----- Raw data
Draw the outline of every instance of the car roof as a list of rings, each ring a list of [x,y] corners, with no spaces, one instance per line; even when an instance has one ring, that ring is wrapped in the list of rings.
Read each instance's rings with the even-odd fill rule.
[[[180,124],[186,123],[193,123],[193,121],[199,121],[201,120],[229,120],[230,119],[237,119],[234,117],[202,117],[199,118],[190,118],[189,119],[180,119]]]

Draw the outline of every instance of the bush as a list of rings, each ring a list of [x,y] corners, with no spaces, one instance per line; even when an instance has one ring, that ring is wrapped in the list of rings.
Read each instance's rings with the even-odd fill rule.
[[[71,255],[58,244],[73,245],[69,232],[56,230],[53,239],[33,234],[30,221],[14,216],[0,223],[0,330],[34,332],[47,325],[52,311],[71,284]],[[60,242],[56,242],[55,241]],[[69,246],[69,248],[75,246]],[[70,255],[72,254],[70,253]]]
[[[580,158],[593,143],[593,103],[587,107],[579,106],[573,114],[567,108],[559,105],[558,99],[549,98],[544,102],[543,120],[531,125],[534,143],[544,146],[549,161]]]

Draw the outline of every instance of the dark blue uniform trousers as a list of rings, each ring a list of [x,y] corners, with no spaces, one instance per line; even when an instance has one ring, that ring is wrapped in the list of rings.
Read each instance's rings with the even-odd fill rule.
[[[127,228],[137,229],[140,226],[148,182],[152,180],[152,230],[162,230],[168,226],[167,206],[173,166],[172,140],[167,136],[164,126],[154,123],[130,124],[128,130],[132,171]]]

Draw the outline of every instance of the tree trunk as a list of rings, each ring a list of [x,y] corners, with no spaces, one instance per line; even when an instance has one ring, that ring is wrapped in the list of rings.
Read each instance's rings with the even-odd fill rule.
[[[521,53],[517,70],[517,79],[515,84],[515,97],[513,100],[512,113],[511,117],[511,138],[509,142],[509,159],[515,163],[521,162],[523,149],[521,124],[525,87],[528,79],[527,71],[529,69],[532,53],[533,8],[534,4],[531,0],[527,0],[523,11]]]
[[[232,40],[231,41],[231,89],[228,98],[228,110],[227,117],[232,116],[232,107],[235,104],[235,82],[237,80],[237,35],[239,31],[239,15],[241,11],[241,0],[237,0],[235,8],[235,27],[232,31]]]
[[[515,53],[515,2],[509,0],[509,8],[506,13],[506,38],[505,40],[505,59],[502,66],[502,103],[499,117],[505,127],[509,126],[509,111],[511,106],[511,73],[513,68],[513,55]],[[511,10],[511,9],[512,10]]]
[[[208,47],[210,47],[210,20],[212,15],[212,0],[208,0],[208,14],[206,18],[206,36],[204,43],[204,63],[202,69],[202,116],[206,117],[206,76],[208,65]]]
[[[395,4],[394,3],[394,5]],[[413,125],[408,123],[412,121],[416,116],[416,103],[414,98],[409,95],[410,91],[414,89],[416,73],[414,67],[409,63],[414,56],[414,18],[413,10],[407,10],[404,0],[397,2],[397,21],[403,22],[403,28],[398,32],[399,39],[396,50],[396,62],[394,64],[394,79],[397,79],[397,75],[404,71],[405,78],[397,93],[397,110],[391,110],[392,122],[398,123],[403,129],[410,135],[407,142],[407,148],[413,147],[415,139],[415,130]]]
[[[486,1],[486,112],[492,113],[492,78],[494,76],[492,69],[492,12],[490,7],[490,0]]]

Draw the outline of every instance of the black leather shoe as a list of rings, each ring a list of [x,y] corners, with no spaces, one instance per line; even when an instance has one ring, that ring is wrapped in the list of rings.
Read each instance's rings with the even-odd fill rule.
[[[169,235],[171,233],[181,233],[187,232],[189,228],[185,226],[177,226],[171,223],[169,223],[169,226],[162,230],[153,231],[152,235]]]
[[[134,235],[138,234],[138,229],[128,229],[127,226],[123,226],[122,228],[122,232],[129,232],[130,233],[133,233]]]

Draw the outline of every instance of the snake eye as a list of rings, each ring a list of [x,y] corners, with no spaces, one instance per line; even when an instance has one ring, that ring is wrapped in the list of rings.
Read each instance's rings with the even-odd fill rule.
----------
- **Given problem**: Turn the lines from the one containing "Draw the outline of every instance of the snake" through the end of the records into a numbered list, skipping any blank lines.

- **Solution to the problem**:
1. Draw the outline of every instance of the snake eye as a list of rings, each ring a list of [x,y] corners, with no spaces, one instance per line; even when an instance has one ring, that ring is wrapped in the list of rings.
2. Read each instance's rings with the even-odd fill rule.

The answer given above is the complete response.